Data >>
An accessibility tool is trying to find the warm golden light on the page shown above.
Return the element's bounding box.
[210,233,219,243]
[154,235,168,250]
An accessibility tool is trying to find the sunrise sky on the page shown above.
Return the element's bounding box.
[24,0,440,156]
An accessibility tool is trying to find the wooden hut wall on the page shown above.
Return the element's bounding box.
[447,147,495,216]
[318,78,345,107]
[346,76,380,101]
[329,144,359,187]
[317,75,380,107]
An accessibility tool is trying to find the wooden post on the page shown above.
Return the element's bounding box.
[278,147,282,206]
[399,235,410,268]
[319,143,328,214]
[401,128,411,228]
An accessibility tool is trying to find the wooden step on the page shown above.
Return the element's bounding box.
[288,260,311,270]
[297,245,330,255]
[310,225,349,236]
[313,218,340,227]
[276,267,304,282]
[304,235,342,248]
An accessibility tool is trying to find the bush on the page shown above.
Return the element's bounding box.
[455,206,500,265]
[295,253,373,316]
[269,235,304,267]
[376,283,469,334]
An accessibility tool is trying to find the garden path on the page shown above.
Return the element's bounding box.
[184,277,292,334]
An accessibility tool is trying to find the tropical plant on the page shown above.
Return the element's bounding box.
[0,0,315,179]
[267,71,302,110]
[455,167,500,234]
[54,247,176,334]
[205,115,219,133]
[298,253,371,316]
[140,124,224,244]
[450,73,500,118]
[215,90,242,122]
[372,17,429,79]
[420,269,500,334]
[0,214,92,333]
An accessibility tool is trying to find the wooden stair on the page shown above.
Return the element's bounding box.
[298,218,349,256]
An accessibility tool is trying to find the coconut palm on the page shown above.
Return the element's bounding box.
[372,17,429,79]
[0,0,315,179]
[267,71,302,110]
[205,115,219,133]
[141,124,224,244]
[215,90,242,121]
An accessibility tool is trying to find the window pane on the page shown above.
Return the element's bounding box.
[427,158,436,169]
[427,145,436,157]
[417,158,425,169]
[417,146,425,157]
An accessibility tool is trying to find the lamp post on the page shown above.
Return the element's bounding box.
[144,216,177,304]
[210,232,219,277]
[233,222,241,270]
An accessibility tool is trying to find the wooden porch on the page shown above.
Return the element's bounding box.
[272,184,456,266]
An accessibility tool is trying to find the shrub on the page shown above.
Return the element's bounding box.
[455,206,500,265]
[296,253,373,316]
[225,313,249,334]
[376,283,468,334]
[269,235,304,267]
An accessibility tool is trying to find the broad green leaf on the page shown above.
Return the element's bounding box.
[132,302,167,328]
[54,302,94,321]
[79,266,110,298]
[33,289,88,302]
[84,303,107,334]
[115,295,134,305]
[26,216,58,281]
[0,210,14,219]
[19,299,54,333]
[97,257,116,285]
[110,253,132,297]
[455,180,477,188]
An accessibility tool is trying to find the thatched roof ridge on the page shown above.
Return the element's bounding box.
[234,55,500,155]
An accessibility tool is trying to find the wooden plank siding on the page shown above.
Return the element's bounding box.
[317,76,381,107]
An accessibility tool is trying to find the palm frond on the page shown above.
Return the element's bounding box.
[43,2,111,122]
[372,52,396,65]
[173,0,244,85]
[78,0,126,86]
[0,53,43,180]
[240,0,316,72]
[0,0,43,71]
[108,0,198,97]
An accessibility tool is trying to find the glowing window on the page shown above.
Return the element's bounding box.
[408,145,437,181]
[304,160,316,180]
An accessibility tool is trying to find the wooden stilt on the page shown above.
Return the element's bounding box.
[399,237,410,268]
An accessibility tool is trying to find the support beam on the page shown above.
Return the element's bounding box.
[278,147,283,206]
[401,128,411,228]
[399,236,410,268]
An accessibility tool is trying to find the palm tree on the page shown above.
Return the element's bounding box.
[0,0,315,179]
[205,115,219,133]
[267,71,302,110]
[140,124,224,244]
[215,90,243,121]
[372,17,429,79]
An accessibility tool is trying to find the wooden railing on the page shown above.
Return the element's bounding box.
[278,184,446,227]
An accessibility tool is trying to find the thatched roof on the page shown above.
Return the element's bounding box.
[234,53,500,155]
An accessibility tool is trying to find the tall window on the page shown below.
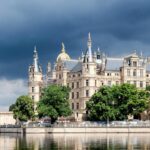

Short exercise >> Please recast every line of the items above as a JSON list of strings, one string per line, leaving out blank lines and the pictures.

Written solution >>
[
  "An accessibility tool is trying to find the warm golden light on the page shown above.",
  "Return the element's bounding box.",
  "[210,233,219,243]",
  "[154,235,168,250]",
  "An accessibility tool is trying to find the sunrise sky on the page shown above.",
  "Return the element's bounding box.",
  "[24,0,440,156]",
  "An accessibility tool is trying to find the wooden hut wall on the page shown above.",
  "Return the element's bounding box.",
  "[447,147,495,216]",
  "[318,78,345,107]",
  "[346,76,380,101]",
  "[329,144,359,187]",
  "[317,75,380,107]",
  "An accessibility tool is trying to find the wooden post on the page shown above.",
  "Return the element's bounding box.",
  "[278,147,282,206]",
  "[399,235,410,268]",
  "[319,143,328,214]",
  "[401,128,411,228]",
  "An accessibility tool is trying to find the wooden step on the page shown above.",
  "Return the element's bounding box.",
  "[288,260,311,270]",
  "[297,245,330,255]",
  "[310,225,349,236]",
  "[313,218,340,227]",
  "[276,267,304,282]",
  "[304,235,342,248]",
  "An accessibility tool is trying to find the bush on the page shown above.",
  "Return the element's bounding box.",
  "[455,206,500,265]",
  "[295,253,373,316]",
  "[269,235,304,267]",
  "[376,283,469,334]",
  "An accessibility tool is trying to find the garden path on the page shown above.",
  "Return the element's bounding box.",
  "[184,277,292,334]",
  "An accessibility tool is trying to find the tropical plant on the page shown above.",
  "Return the element's bounding box.",
  "[0,0,315,179]",
  "[267,71,302,110]",
  "[455,167,500,234]",
  "[54,247,176,334]",
  "[205,115,219,133]",
  "[298,253,371,316]",
  "[140,124,224,244]",
  "[450,73,500,118]",
  "[215,90,242,122]",
  "[372,17,429,79]",
  "[420,269,500,334]",
  "[0,214,92,333]",
  "An accessibility tool is trying to find the wooden stair on the page shown above.",
  "Return the element's bounding box.",
  "[298,218,349,256]",
  "An accessibility tool is trying to find the coconut palm on the page shown above.",
  "Return the element's bounding box.",
  "[372,17,429,79]",
  "[0,0,315,179]",
  "[267,71,302,110]",
  "[205,115,219,133]",
  "[141,124,224,244]",
  "[215,90,242,121]",
  "An accessibility tool is trying to find the window pane on the page shown above.",
  "Return the element's bounding box.",
  "[427,158,436,169]",
  "[427,145,436,157]",
  "[417,158,425,169]",
  "[417,146,425,157]",
  "An accessibility tool is trying to find the lamp post on the page shown above.",
  "Return the element's bounding box.",
  "[144,216,177,304]",
  "[210,232,219,277]",
  "[233,222,241,270]",
  "An accessibility tool is trying to find the wooden porch on the page shown above.",
  "Return the element's bounding box.",
  "[272,184,456,266]",
  "An accessibility tool is trying to find the shrub on the page shown above.",
  "Return the element's bounding box.",
  "[455,206,500,265]",
  "[296,253,373,316]",
  "[225,313,249,334]",
  "[376,283,468,334]",
  "[269,235,304,267]",
  "An accessibility tool is trying to find the broad green leaf on the page shown above.",
  "Return the element's bounding box.",
  "[132,302,167,328]",
  "[54,302,94,321]",
  "[79,266,110,298]",
  "[33,289,88,302]",
  "[84,303,107,334]",
  "[115,295,134,305]",
  "[26,216,58,281]",
  "[0,210,14,219]",
  "[19,299,54,333]",
  "[97,257,116,285]",
  "[110,253,132,297]",
  "[455,180,477,188]",
  "An accessibility tool is trying to find the thatched roof ridge on the page shown above.",
  "Return the element's bounding box.",
  "[234,55,500,155]",
  "An accessibility tool is trying to find the wooden plank siding on the page shown above.",
  "Return the element's bounding box.",
  "[317,76,381,107]",
  "An accessibility tool is trying to find the palm frond on the page shown above.",
  "Return the element's bounding box.",
  "[43,2,111,122]",
  "[372,52,396,65]",
  "[173,0,244,85]",
  "[78,0,126,86]",
  "[0,53,43,180]",
  "[240,0,316,72]",
  "[0,0,43,71]",
  "[108,0,198,97]",
  "An accessibility tool is trying to find the glowing window on the page shown above.",
  "Return the element's bounding box.",
  "[408,145,437,181]",
  "[304,160,316,180]",
  "An accessibility tool is trying to find the wooden stilt on the page shown above.",
  "Return the element's bounding box.",
  "[399,237,410,268]",
  "An accessibility tool is trying to find the support beam on the page shown above.",
  "Return the element's bounding box.",
  "[278,147,283,206]",
  "[401,128,411,228]",
  "[399,236,410,268]",
  "An accessibility tool is trying to find the palm tree on the page shown above.",
  "Return the element's bounding box.",
  "[0,0,315,179]",
  "[205,115,219,133]",
  "[267,71,302,110]",
  "[140,124,224,244]",
  "[215,90,243,121]",
  "[372,17,429,79]",
  "An accessibility tool is trying to find the wooden railing on the page shown above.",
  "Return the element's bounding box.",
  "[278,184,446,227]",
  "An accessibility tool is trying to find the thatched roof on the page shown above.",
  "Return the element's bounding box.",
  "[234,53,500,155]",
  "An accessibility tool is trying to find the tall window on the page shown below."
]